### DOCUMENT EXTRACT
======
- Born: January 16, 1917 Dallas, Texas, U.S.
- Died: November 16, 1993 (aged 76) Houston, Texas
- Resting place: Texas State Cemetery in Austin
- Occupations: Historian at University of Texas at Austin and Corpus Christi State University
- Spouse: Four marriages
- Children: Two daughters from first marriage (1939-1979) to former Helen Andrews Boswell Fourth wife, Betsy Chadderdon Frantz (1990-1993, his death)

Academic background
- Alma mater: University of Texas at Austin
- Thesis: Newspapers of the Republic of Texas
- Doctoral advisor: Walter Prescott Webb
- Other advisors: Eugene C. Barker, William C. Binkly

Academic work
- Era: Republic of Texas
- Discipline: History
- Sub-discipline: American history, Texas history
- Institutions: University of Texas;
- Notable students: Louis Tuffly Ellis

= Joe Bertram Frantz =

American historian from Texas (1917–1993)

Joe Bertram Frantz (January 16, 1917 – November 16, 1993) was a historian from the U.S. state of Texas who specialized in the American West.

==Early life==
Joe Bertram Frantz was born on January 16, 1917, in Dallas. He was an adopted son of Ezra A. Frantz and the Mary (Buckley) Frantz who reared him in Weatherford, Texas. In 1934, he graduated from Weatherford High School.
======
### WHAT YOU NEED TO DO
• A. The Joe Bertram Frantz biography records that he was born in Dallas. Using only the biography, explain why its early-life section links his upbringing to Weatherford instead.
• B. Decide whether each statement agrees with the Joe Bertram Frantz biography. Answer yes or no, and quote the deciding words. (i) His doctoral advisor was Eugene C. Barker. (ii) He is buried in Austin. (iii) He finished high school in 1934.
• C. Continue the Joe Bertram Frantz biography from the point where it ends.

Natural-language object grounding data:
======
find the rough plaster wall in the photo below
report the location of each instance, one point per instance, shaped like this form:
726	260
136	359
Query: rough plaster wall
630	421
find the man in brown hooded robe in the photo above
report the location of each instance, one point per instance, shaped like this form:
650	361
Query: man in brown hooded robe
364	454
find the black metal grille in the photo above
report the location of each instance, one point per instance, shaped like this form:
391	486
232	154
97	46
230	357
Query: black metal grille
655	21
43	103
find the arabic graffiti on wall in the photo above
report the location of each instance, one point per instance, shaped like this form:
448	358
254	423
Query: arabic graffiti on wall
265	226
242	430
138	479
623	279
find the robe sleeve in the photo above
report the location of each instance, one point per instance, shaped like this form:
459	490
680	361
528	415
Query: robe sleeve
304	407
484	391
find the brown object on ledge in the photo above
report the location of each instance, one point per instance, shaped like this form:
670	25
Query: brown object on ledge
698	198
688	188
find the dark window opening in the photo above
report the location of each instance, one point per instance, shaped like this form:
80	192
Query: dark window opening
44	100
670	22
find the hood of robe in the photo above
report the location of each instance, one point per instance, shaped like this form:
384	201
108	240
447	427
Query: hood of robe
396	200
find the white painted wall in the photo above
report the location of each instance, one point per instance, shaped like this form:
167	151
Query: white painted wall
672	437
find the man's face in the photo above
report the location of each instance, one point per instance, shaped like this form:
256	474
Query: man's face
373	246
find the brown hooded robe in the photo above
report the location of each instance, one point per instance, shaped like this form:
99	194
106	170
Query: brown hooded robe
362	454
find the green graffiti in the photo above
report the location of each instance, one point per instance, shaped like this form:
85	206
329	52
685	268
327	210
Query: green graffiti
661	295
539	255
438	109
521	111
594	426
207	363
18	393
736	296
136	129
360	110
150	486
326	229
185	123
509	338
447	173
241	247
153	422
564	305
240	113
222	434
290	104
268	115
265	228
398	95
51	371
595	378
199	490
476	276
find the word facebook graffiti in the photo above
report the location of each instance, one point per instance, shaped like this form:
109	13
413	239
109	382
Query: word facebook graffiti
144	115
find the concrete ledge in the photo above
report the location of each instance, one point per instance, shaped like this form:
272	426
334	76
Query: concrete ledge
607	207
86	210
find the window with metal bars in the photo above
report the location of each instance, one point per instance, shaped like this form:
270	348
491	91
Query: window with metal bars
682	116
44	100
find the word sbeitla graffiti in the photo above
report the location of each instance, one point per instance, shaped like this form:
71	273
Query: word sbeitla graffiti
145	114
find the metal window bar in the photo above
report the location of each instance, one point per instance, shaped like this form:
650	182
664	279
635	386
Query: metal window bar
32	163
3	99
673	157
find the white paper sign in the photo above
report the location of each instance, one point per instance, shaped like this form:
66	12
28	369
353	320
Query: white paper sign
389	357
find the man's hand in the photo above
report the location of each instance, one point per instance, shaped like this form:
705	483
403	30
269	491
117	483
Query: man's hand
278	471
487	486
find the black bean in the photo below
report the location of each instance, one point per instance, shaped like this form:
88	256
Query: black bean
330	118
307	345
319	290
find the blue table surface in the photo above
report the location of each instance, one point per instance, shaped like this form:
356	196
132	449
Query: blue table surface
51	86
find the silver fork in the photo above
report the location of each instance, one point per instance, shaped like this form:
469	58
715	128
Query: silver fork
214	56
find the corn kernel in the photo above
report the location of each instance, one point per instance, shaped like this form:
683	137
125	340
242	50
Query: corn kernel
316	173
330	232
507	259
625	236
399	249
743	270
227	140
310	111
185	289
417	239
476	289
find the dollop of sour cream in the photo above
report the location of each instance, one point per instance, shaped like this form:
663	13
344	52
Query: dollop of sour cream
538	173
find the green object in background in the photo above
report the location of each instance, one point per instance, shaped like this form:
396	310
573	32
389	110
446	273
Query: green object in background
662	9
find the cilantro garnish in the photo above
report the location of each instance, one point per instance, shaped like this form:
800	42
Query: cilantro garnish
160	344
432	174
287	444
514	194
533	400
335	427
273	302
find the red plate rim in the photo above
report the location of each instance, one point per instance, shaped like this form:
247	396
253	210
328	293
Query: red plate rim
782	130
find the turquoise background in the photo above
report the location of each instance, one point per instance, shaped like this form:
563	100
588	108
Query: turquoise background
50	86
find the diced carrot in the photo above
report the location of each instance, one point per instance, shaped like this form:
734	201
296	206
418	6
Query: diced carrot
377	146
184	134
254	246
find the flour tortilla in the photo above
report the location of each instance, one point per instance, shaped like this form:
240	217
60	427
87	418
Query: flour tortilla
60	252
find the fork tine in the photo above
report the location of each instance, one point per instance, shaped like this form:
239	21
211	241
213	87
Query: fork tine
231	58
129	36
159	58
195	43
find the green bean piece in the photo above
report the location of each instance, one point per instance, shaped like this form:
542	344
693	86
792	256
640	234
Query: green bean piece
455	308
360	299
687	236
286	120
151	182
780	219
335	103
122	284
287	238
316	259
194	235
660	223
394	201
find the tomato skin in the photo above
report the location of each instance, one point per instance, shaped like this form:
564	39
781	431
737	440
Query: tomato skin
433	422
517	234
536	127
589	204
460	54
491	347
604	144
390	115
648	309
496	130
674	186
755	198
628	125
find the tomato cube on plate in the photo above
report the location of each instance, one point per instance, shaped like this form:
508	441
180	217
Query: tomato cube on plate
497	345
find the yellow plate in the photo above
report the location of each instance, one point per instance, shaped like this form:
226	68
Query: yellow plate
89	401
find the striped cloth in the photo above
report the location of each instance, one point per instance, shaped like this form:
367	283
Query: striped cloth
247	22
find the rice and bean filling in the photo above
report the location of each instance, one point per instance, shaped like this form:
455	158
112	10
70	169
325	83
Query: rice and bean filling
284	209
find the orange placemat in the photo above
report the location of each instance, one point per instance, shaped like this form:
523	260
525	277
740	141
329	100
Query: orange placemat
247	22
======
### ANSWERS BELOW
• A. He was the adopted son of Ezra A. Frantz and Mary (Buckley) Frantz, who reared him in Weatherford, Texas. He graduated from Weatherford High School in 1934.

• B.
(i) No: "Doctoral advisor: Walter Prescott Webb"
(ii) Yes: "Resting place: Texas State Cemetery in Austin"
(iii) Yes: "In 1934, he graduated from Weatherford High School."

• C.
Frantz attended the University of Texas at Austin and obtained a bachelor's degree in journalism and a Master of Arts in history there, with the thesis entitled "The newspapers of the Republic of Texas". During his undergraduate tenure at UT, he was a staff member of the Daily Texan newspaper, a member of the Rusk Literary Society, and the Sigma Delta Chi Journalism Honor Society. His first job was as acting advisor and archivist at the San Jacinto Battleground State Historic Site east of Houston, Texas.

==Career==
After earning a degree in journalism at the University of Texas, Frantz worked as reporter and also worked for his father. Before long, however, returned to the University of Texas and entered a master's program in history. His thesis advisors were Eugene C. Barker and William C. Binkly. In 1940, he completed his thesis titled, "The Newspapers of the Republic of Texas."

In 1943, Frantz joined the United States Navy during World War II. A lieutenant, he was involved in eight engagements as a communications officer in the South Pacific.

In 1948, Frantz earned his Ph.D. from the University of Texas with the dissertation entitled "Infinite pursuit: the story of Gail Borden", a study of the inventor of condensed milk.

With his highest degree in hand, Frantz was then invited to join the University of Texas faculty as an assistant professor. He was elevated in 1953 to associate professor and in 1959 to full professor. In 1959, with Julian E. Choate, he co-authored The American Cowboy: The Myth and the Reality.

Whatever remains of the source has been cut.